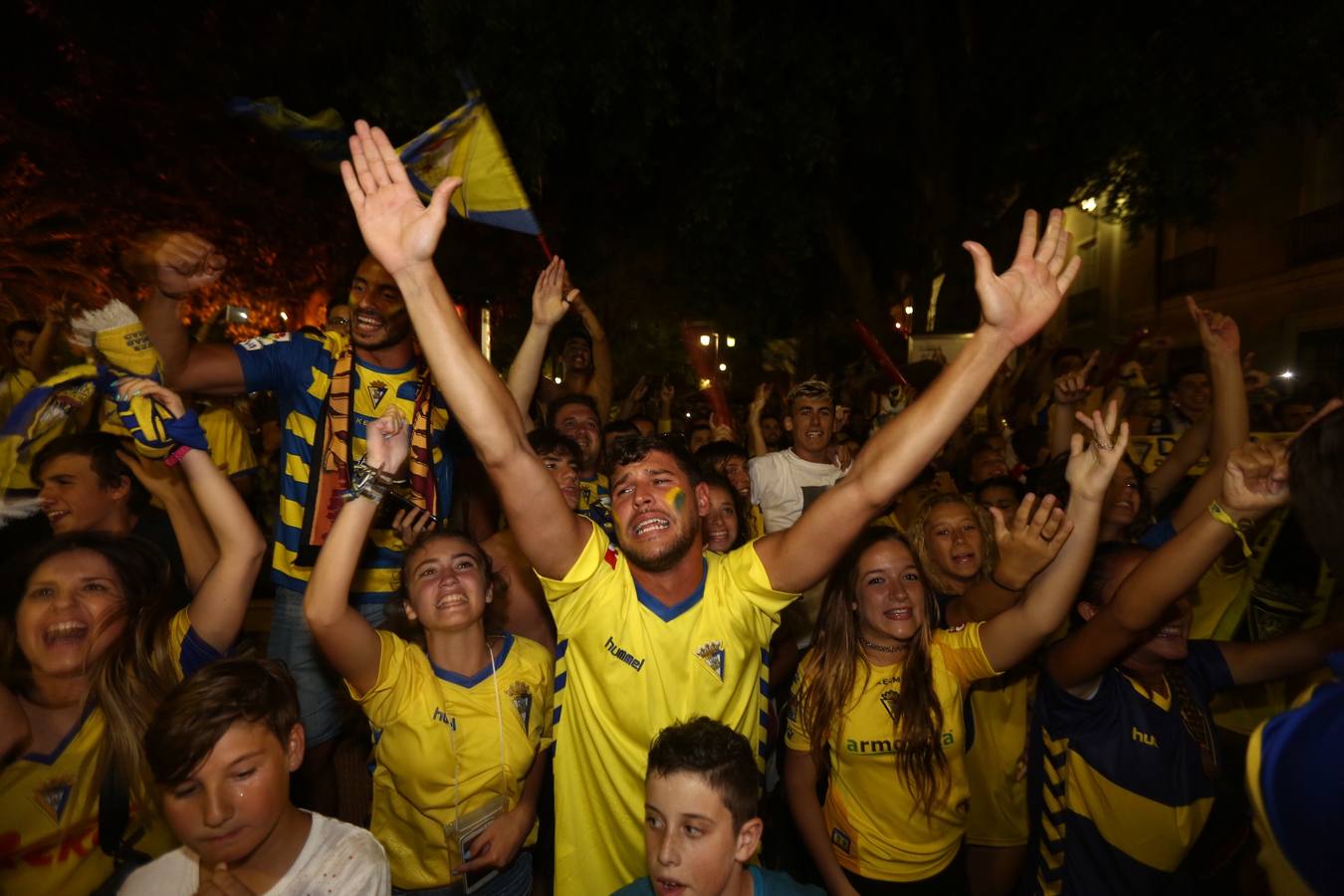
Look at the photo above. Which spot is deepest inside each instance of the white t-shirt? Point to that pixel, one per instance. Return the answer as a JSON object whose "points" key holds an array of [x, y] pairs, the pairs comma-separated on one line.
{"points": [[337, 858], [784, 484]]}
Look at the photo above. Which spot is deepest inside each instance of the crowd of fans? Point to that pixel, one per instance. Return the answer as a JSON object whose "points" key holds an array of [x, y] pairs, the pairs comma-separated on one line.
{"points": [[1028, 625]]}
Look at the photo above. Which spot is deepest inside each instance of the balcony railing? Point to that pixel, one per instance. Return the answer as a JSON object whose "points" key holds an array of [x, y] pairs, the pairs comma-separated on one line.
{"points": [[1316, 235], [1187, 273]]}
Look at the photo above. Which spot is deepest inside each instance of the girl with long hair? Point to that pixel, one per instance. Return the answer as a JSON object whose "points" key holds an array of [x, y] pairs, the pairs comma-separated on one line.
{"points": [[97, 644], [979, 564], [461, 715], [1125, 761], [879, 699]]}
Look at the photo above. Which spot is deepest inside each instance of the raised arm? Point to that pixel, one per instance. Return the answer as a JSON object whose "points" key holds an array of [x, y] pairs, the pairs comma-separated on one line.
{"points": [[1025, 546], [219, 603], [1013, 634], [1232, 418], [345, 638], [1014, 305], [1254, 483], [402, 234], [181, 264], [1070, 391], [549, 307]]}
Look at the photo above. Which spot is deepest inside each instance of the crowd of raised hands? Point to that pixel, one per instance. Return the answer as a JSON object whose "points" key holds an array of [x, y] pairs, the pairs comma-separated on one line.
{"points": [[978, 614]]}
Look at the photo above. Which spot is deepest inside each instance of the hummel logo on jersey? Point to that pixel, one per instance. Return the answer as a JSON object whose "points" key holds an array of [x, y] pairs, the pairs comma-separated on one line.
{"points": [[711, 654], [622, 656], [522, 697], [53, 796]]}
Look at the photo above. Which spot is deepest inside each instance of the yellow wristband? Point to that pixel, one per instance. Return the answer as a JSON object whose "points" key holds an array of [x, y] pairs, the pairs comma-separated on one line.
{"points": [[1217, 511]]}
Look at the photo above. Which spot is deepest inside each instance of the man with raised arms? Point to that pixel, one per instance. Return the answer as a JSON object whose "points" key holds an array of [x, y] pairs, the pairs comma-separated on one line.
{"points": [[655, 630]]}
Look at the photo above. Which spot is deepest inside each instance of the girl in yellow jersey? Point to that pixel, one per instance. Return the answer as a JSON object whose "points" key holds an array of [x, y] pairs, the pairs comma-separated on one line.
{"points": [[460, 722], [979, 567], [97, 646], [879, 699]]}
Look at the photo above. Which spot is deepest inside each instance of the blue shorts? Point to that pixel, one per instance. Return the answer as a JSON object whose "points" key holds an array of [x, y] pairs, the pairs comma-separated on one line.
{"points": [[325, 704]]}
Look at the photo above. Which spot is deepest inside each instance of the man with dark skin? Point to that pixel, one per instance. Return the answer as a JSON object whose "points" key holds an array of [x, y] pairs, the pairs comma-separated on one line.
{"points": [[376, 353], [621, 612]]}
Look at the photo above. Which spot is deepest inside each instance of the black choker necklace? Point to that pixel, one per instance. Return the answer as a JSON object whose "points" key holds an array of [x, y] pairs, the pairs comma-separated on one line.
{"points": [[882, 648]]}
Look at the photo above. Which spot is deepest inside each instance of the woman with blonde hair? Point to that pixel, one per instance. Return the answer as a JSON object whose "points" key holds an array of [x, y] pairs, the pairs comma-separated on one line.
{"points": [[879, 697], [97, 646]]}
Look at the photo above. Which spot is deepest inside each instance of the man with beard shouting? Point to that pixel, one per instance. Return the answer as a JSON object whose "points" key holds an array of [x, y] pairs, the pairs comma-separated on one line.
{"points": [[329, 387], [655, 630]]}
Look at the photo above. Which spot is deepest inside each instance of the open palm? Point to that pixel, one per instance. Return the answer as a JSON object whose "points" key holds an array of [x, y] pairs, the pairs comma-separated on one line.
{"points": [[1018, 301], [398, 229]]}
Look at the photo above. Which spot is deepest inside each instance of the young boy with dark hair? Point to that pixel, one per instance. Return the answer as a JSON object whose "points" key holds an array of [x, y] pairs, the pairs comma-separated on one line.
{"points": [[222, 749], [701, 825]]}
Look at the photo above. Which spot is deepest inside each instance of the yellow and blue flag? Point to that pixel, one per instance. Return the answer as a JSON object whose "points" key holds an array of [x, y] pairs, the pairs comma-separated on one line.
{"points": [[468, 145], [325, 135]]}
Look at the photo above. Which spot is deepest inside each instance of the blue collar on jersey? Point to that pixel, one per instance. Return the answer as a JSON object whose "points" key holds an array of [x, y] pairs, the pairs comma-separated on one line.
{"points": [[664, 611], [471, 681]]}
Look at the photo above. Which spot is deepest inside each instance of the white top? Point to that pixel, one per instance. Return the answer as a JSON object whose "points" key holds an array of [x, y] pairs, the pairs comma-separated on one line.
{"points": [[337, 858], [784, 484]]}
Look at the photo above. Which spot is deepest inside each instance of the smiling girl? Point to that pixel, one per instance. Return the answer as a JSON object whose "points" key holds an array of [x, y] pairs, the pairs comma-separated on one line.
{"points": [[460, 720], [879, 700], [99, 646]]}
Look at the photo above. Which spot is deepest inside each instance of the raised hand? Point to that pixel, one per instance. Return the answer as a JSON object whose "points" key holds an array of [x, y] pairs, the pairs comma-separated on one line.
{"points": [[550, 300], [129, 387], [183, 262], [1255, 479], [1017, 303], [398, 229], [1072, 387], [387, 442], [1029, 542], [1091, 462], [759, 400], [1218, 332]]}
------------------------
▶ [What you need to do]: Retype the records exactly. Any image in them should not appear in what you write.

▶ [Exercise answer]:
Look at the photo above. Which spot is deepest inside each instance of the white t-shirt? Point to that pixel, one per instance. Return the answer as a JSON object whose "points" key holds an array of [x, y] pairs, the pairs comma-separated on one line.
{"points": [[337, 858], [784, 484]]}
Look at the photo above. Which spot is deepest inside each instance of the crowd of fans? Point to that pixel, one per instance. Return the answer as a JSON object whose "points" key holds an array of [x, y] pairs, the pairs comma-separated on one line.
{"points": [[1028, 625]]}
Look at the photo above. Which spot is deepest inside each instance of the balcony railing? Point to that pixel, one per instance. Return the answer as a JSON object whose "points" key holds an array of [x, y] pairs, the pairs comma-separated on one line.
{"points": [[1316, 235], [1187, 273]]}
Look at the photo above. Which spot is deepest inside each instance of the girl with long hair? Point to that pixel, one per instance. Return the answer as a JSON object whose "points" key holds an array of [x, y] pairs, the pairs comma-separated on one line.
{"points": [[97, 644], [979, 564], [461, 715], [1125, 761], [879, 699]]}
Look at the photo above. Which spot is deepest inside each instance of the raised arm? Point to that pixel, one per instance. Return the answer as a JSON object whose "points" key holds an array of [x, y] pairs, the pairs comma-separated on one line.
{"points": [[1025, 546], [219, 603], [1013, 634], [1232, 418], [345, 638], [1014, 305], [1254, 483], [402, 234], [181, 264], [1070, 391], [549, 307]]}
Look at the photo above. Which spot is deepest inside each instance of the crowd of raised hands? Point to that pixel, one per instance. Return the answer as a JSON object whose "points" key holds an array of [x, y] pairs, the pairs comma-separated on one line.
{"points": [[978, 614]]}
Look at the photo above. Which spot is deepest inside each instance of the hummel logo on jersey? Point to that pixel, one per instance. Return the answer as a JSON object whose "points" key holds an array of [x, y] pairs, the pairs comma-separated on one line.
{"points": [[711, 654], [622, 656], [522, 697], [53, 796]]}
Look at the photo above. Which spot is deepest inside each instance of the yellow wristband? Point to that pixel, one per instance. Return the answer as a JSON object whose "points" key holds an array of [x, y] pairs, the pairs comma-separated on one line.
{"points": [[1217, 511]]}
Look at the photo above. Which spot is deepest inside each instance of the man with raised arms? Point to that pixel, one per instance. Return the answer as a JSON object whose "points" key holds an array of [x, y] pairs, the pairs comma-separated on one line.
{"points": [[655, 630]]}
Look at the photo above. Which spot is deepest inside each instance of the girl in yellow jersey? Point to that pixel, one per instance. Return the answer as a JSON object whose "points" key holds an array of [x, y] pairs, the pairs comma-separated on one line.
{"points": [[460, 722], [979, 567], [97, 646], [879, 699]]}
Look at the photo above. Which spot is deepest inside each instance of the blue shorts? Point to that pixel, one per instance. Return the answer as a JSON object whose "points" key holds an array of [x, y] pairs, the pairs comma-separated on one line.
{"points": [[325, 704]]}
Look at the photo above. Which spot is deepest inside each instance of the man with dark skin? Point to that pixel, one per instance. Return the answer as a JSON object whose "points" key holds an array of [x, y] pairs, the pairs comma-separated on one line.
{"points": [[376, 353], [621, 612]]}
Look at the photo above. Which spot is deepest inside each instance of the black choker necklace? Point to that pixel, one per instance. Return the answer as a JSON object whose "points" key holds an array of [x, y] pairs, the pairs comma-separated on one line.
{"points": [[882, 648]]}
Look at the photo above. Which spot is deepest inside each instance of the woman with blonde hair? Point to that pixel, one per instance. Return the answer as a JSON object whose "points" key holds an array of [x, y] pairs, the pairs comma-separated on one line.
{"points": [[879, 697], [97, 646]]}
Look at the photo above. Which spot is deepest inside each instance of the man with beard shouting? Point to that pixel, one per instance. Return the answer as a JSON object whose "points" key holds an array of [x, y] pairs, the pairs comma-separated on one line.
{"points": [[329, 387], [655, 630]]}
Look at the photo above. Which spot is deepest inside each instance of the open palm? Point to that pixel, one per instance. Return the answer as a JSON object whose "points" key holds an array of [x, y] pairs, the pairs comma-separated on one line.
{"points": [[1018, 301], [398, 229]]}
Look at the photo above. Which spot is deepest inside each instance of the young boy with dark hair? Point to that pixel, one per instance. Return the answer as a JSON object whose "points" key holds an array of [x, y] pairs, the pairs comma-separated on one line.
{"points": [[222, 749], [701, 825]]}
Look at the photo above. Which spot is deepest inside each instance of the yellow and blue flag? Point to that pixel, one per instance. Return the answer as a JSON object whose "points" key holds an array of [x, y] pairs, the pairs comma-separated on one line.
{"points": [[468, 145], [325, 135]]}
Look at the photo above. Which spot is deepest inside each instance of the blue collar on jersey? Point to that pixel, one per instance. Return the answer as a JSON object whose "points" key holds an array of [x, y] pairs, the pairs comma-separated on one line.
{"points": [[664, 611], [471, 681]]}
Look at the photo above. Which spot is deepest inside each instance of the white top? Point to that pixel, one per instance. Return the answer as a JSON object whose "points" key holds an array of [x, y] pairs, the pairs comma-separated on one line.
{"points": [[337, 858], [784, 484]]}
Look at the photo above. Which spot is deepest inside each instance of the smiling girl? Point to that pixel, one per instance. Return the answer as a JSON object whose "points" key holds an array of [x, y] pairs, the pairs comma-separated on one line.
{"points": [[460, 720], [879, 700], [99, 646]]}
Look at the photo above. Which spot is deepest inside each instance of the raised hand? Point to that pixel, one per instance. Return the answer as a JSON object whose "points" key holds an array of [x, y] pairs, the pairs comma-separated on one line.
{"points": [[550, 300], [129, 387], [183, 262], [1255, 479], [1017, 303], [398, 229], [1072, 387], [387, 442], [1029, 542], [1091, 462], [759, 400], [1218, 332]]}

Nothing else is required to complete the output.